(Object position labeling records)

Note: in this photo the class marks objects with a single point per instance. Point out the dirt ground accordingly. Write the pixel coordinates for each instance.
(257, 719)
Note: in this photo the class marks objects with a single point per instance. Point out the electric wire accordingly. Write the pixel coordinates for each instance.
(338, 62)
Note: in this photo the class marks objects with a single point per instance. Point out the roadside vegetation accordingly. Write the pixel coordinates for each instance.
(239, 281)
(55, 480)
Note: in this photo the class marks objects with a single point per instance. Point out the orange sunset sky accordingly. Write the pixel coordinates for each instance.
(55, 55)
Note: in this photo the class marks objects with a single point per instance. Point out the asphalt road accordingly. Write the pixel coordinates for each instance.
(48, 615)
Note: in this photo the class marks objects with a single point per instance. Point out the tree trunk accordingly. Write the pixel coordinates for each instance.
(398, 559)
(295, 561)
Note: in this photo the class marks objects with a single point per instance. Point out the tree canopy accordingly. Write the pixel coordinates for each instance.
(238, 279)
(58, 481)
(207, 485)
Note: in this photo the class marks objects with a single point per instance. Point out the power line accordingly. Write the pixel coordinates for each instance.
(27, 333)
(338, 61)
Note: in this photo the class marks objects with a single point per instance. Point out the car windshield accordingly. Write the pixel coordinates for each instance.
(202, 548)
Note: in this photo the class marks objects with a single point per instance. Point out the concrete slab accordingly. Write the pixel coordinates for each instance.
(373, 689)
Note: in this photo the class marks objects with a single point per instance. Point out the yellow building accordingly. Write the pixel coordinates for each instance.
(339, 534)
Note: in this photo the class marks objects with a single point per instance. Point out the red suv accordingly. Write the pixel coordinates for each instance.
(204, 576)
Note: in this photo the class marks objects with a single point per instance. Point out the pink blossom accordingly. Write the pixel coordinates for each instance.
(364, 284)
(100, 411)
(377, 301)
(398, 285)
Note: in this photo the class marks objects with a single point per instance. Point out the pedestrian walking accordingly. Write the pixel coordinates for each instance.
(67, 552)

[Work to be completed]
Render the records as a Markdown table with the columns Row and Entry, starting at the line that contains "out the red" and ending at the last line of the records. Give each nonblank line its own row, numbered in order.

[Response to the task]
| Row | Entry |
|---|---|
| 1 | Note: in this photo the class marks objects with a single point per instance. Point out the red suv accordingly. Write the pixel coordinates for each instance. |
| 2 | (204, 576) |
| 3 | Note: in this photo the class marks objects with a single point per instance. Point out the pink blossom accordingly. Write the pixel coordinates for each instance. |
| 4 | (364, 284) |
| 5 | (100, 411) |
| 6 | (377, 301) |
| 7 | (398, 285) |
| 8 | Note: in this photo the class marks objects with a single point per instance. Point out the pedestrian walking accordingly. Write the pixel coordinates for each instance. |
| 9 | (67, 552) |